-- DATA LINES start --

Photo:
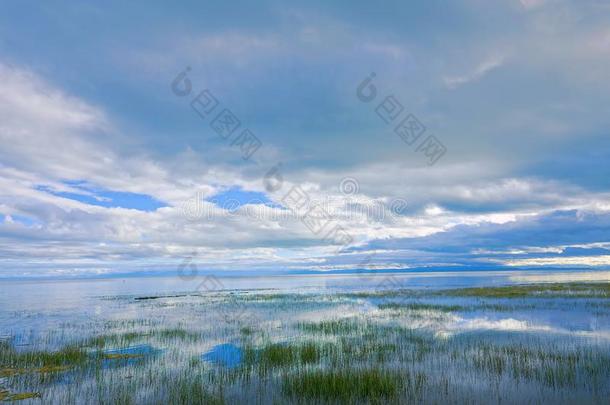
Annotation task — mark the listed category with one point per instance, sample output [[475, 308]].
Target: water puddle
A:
[[226, 354]]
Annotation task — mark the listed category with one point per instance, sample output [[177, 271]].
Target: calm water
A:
[[166, 332], [28, 308]]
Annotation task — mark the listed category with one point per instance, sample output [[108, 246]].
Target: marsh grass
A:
[[559, 290], [343, 385], [393, 355]]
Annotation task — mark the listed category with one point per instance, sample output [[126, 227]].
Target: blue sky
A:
[[105, 170]]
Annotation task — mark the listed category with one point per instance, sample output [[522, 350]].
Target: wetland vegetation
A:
[[543, 343]]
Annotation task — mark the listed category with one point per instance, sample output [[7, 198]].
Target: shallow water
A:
[[157, 331]]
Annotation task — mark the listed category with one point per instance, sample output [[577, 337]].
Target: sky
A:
[[274, 136]]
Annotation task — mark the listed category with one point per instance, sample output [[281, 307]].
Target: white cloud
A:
[[490, 63]]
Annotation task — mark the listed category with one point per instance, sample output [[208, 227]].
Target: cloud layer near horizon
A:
[[98, 157]]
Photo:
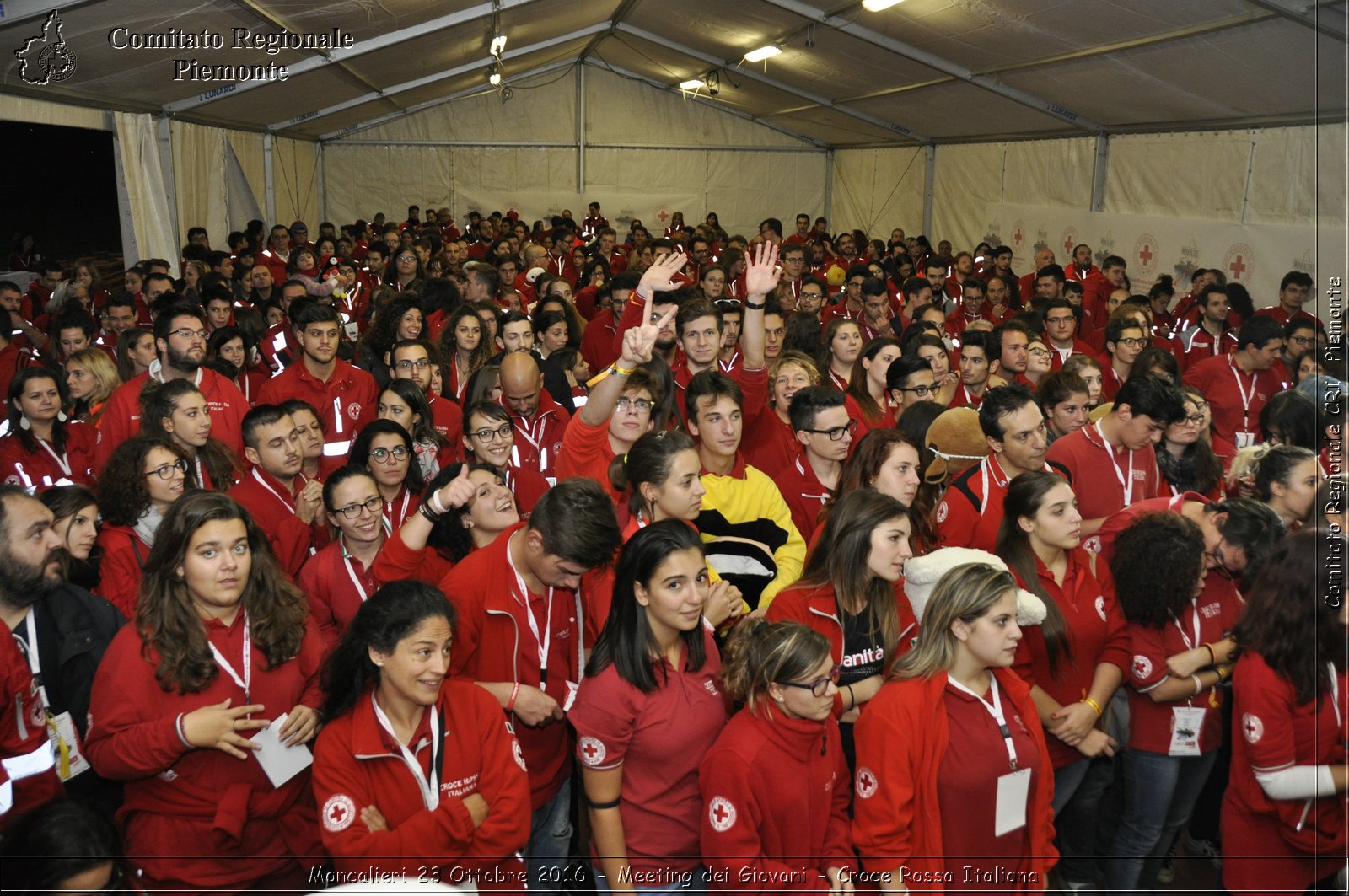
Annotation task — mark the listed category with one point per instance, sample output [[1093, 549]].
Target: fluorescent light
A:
[[762, 53]]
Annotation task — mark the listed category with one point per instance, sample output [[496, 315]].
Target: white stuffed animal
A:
[[922, 574]]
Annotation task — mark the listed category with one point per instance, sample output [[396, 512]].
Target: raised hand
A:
[[761, 270], [658, 276]]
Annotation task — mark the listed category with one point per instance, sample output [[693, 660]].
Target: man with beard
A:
[[181, 341], [61, 630]]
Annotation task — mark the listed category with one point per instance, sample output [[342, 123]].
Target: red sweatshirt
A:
[[359, 764], [901, 740], [199, 818], [775, 804], [1094, 630], [496, 642]]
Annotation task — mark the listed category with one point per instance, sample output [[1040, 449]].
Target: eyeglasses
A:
[[382, 453], [640, 405], [168, 469], [818, 687], [374, 505], [492, 435], [836, 432]]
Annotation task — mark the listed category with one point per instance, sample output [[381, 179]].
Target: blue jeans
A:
[[696, 884], [550, 842], [1159, 794]]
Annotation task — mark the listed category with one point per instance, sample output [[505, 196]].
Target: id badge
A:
[[1013, 794], [1186, 723], [65, 747]]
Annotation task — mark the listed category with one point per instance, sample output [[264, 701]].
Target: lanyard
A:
[[533, 624], [246, 682], [429, 788], [995, 710], [62, 459], [274, 493], [1126, 483], [1194, 609], [1245, 397]]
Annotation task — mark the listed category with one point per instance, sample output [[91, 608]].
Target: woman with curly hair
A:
[[1175, 732], [395, 320], [143, 478], [219, 652], [1285, 807], [467, 348], [91, 377], [179, 412], [42, 448]]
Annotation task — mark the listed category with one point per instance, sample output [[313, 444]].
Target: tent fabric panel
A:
[[879, 190], [1178, 174]]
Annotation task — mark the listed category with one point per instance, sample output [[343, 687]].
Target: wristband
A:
[[182, 730]]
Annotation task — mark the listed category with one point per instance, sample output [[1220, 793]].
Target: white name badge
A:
[[61, 732], [1013, 794], [1186, 723]]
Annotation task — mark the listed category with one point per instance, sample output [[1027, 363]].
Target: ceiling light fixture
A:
[[762, 53]]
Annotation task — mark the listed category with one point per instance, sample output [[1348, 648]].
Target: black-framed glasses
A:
[[492, 435], [374, 505], [168, 469], [836, 433], [820, 687]]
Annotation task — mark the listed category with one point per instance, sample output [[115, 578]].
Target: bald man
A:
[[540, 421]]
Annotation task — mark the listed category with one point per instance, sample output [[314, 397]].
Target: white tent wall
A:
[[645, 173]]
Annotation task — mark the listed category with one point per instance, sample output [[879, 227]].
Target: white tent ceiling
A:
[[922, 72]]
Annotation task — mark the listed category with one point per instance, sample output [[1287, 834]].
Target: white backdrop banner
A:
[[1255, 255]]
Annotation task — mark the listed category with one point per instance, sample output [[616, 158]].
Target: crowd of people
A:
[[524, 556]]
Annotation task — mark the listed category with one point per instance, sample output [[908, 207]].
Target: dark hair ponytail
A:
[[389, 617]]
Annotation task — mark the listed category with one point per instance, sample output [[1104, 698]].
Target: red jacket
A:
[[775, 804], [121, 415], [346, 401], [359, 764], [1094, 630], [897, 815], [816, 608], [494, 642], [27, 770], [46, 467], [273, 507], [539, 440], [121, 571], [197, 818]]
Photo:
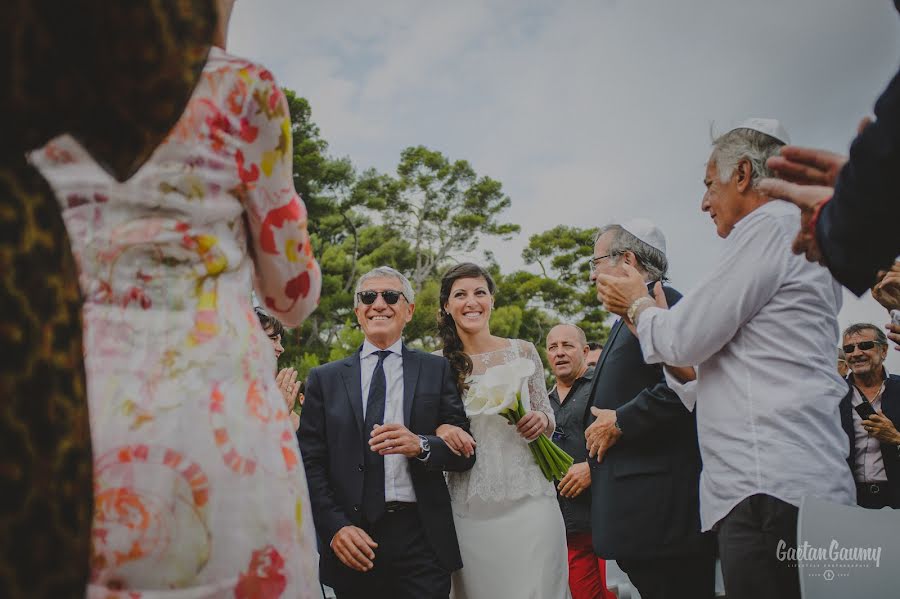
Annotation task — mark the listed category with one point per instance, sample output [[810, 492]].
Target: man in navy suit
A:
[[875, 441], [373, 462], [645, 480]]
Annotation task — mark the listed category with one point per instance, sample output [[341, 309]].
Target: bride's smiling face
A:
[[470, 304]]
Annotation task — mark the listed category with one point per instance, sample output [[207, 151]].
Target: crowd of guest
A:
[[691, 434]]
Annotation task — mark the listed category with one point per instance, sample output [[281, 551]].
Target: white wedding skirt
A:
[[511, 549]]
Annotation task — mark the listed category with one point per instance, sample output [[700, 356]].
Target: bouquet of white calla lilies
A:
[[499, 391]]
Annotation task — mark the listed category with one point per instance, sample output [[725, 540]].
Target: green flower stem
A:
[[553, 461]]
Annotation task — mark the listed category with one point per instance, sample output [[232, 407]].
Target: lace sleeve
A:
[[537, 387]]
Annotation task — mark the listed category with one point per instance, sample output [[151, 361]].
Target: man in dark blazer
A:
[[373, 462], [645, 461], [874, 442]]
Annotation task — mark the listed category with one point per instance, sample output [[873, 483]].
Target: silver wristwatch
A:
[[424, 449]]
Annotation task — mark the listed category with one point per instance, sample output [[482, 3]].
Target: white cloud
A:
[[585, 110]]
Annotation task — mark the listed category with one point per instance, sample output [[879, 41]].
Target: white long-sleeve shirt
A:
[[762, 329], [397, 480]]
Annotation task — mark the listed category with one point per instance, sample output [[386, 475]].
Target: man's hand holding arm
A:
[[452, 412], [576, 480], [328, 515]]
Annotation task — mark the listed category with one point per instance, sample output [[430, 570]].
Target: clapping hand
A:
[[806, 179], [618, 292], [457, 440], [286, 380], [887, 290]]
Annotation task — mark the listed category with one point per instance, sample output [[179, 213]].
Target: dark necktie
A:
[[373, 480]]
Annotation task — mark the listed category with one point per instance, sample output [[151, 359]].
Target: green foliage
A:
[[419, 220]]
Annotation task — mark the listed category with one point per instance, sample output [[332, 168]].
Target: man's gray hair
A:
[[859, 327], [582, 338], [744, 144], [653, 261], [385, 272]]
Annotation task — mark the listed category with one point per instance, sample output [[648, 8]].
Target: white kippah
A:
[[771, 127], [647, 232]]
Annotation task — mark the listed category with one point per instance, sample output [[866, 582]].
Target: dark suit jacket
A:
[[331, 440], [890, 406], [857, 230], [645, 492]]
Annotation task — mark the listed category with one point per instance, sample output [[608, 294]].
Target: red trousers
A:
[[587, 572]]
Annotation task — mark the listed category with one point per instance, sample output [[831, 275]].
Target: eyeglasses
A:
[[862, 345], [595, 261], [390, 296], [559, 434]]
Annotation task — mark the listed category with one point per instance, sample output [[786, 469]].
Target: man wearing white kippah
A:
[[646, 467], [761, 329]]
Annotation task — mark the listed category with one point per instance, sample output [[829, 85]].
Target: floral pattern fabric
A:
[[199, 486]]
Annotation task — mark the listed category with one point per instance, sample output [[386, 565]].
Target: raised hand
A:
[[809, 198], [618, 292], [887, 290], [807, 166], [286, 379]]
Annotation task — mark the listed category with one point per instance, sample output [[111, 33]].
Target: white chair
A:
[[847, 551]]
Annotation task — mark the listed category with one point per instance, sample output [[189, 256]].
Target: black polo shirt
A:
[[569, 436]]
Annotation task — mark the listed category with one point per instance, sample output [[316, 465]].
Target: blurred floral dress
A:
[[199, 486]]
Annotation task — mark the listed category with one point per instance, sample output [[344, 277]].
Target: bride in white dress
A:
[[510, 529]]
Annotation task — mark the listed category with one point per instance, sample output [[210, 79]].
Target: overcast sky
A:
[[587, 111]]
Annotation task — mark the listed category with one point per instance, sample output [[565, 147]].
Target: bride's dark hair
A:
[[460, 362]]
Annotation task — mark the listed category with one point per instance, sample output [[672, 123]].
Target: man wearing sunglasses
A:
[[373, 462], [874, 439]]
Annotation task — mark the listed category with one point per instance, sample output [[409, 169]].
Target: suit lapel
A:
[[411, 364], [609, 343], [353, 384], [603, 355]]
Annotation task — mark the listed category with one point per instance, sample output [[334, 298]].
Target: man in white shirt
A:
[[761, 329], [373, 462]]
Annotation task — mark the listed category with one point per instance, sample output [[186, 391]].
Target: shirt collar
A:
[[369, 348]]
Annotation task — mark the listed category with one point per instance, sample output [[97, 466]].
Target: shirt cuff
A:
[[687, 392], [645, 334]]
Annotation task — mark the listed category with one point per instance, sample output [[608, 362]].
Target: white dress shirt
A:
[[762, 329], [868, 465], [397, 481]]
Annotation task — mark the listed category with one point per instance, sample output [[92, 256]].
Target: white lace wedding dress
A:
[[511, 533]]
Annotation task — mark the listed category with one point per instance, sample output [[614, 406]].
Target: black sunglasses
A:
[[862, 345], [390, 296]]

-- DATA LINES end --

* WORK REQUIRED: Return, word for word, the part of the listing that starts at the line containing "output [[281, 551]]." and ends after the line containing "[[537, 387]]".

* OUTPUT:
Annotation task — mark the listed category with one point per instance, sample output [[281, 551]].
Target: white wedding skirt
A:
[[511, 549]]
Annotation task — mark the listed category with one point per instance, sample output [[700, 356]].
Target: bouquet of white calla lilies
A:
[[499, 391]]
Annotation task — mark the listed category with one point per instance, sample output [[725, 540]].
Target: green flower stem
A:
[[553, 461]]
Annotation task — mark the listed category with one point per instance, sample output [[232, 407]].
Target: lace sleeve
A:
[[537, 387]]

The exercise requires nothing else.